>> Begin EXTRACTED MATERIAL

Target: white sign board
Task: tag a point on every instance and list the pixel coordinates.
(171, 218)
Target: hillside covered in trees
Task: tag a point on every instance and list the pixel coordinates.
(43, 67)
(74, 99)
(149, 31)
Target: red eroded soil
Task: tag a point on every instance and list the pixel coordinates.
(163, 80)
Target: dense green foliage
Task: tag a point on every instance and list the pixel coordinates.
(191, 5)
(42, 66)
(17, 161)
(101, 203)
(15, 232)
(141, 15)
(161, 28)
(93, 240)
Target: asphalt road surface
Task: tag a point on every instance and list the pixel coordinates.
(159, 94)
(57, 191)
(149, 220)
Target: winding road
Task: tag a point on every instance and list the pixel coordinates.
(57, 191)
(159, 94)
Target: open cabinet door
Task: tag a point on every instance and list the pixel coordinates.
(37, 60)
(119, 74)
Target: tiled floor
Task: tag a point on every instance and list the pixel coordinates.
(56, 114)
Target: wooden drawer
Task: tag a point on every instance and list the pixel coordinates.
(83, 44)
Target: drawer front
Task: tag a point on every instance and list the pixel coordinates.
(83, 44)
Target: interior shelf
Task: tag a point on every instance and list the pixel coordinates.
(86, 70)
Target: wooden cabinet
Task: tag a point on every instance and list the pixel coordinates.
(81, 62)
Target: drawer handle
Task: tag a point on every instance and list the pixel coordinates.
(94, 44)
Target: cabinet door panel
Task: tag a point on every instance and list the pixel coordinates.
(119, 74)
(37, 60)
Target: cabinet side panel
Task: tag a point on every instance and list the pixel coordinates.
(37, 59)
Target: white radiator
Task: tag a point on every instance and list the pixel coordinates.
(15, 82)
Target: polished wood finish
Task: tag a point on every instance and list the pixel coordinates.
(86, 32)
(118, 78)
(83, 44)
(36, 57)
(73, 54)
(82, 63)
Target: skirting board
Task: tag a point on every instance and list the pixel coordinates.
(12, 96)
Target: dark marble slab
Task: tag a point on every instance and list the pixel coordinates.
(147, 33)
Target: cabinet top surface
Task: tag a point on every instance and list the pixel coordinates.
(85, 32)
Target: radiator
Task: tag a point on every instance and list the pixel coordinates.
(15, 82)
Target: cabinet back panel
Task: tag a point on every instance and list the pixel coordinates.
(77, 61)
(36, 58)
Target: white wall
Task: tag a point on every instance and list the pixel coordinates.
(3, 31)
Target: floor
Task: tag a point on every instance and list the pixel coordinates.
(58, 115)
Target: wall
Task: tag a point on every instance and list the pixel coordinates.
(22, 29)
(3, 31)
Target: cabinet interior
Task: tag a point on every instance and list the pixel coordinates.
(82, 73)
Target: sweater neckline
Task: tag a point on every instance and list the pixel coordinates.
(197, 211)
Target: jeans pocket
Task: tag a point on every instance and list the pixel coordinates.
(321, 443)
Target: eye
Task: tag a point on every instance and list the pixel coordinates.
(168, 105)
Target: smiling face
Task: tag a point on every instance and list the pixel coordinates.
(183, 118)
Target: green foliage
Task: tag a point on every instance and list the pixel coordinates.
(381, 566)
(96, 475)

>> End EXTRACTED MATERIAL
>> Begin EXTRACTED MATERIAL

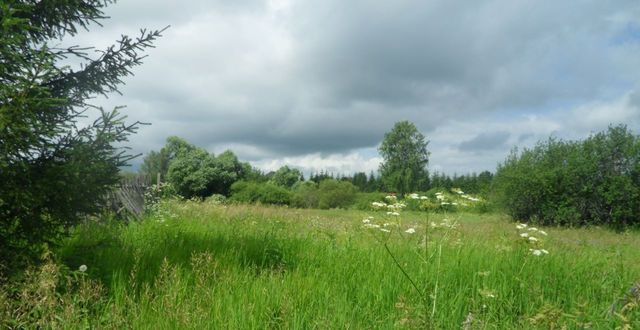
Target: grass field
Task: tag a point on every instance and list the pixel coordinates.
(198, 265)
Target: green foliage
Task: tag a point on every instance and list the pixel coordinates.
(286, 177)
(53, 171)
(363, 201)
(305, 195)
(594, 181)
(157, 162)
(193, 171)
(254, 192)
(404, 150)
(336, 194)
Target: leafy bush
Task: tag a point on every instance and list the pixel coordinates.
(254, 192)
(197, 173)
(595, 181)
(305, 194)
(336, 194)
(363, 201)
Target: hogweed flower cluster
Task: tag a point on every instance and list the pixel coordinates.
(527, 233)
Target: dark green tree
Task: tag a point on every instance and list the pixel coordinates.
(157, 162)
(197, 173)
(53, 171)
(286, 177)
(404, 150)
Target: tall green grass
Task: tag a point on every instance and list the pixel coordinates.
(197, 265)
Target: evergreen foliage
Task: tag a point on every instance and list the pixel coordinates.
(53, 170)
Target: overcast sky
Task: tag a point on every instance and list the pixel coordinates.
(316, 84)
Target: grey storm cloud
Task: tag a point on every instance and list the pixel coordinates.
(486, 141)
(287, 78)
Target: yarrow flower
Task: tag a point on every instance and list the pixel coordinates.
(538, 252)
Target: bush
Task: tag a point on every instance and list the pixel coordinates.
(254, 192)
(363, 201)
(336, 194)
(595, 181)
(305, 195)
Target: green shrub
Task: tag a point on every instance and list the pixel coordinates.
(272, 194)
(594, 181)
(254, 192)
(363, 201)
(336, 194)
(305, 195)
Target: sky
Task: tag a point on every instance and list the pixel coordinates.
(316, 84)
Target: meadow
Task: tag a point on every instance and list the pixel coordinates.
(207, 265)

>> End EXTRACTED MATERIAL

| DIRECTIONS |
Collect every line of the rows that contains the word "drawer".

| RESULT OF THIS TASK |
Target: wooden drawer
Target: drawer front
Target: drawer handle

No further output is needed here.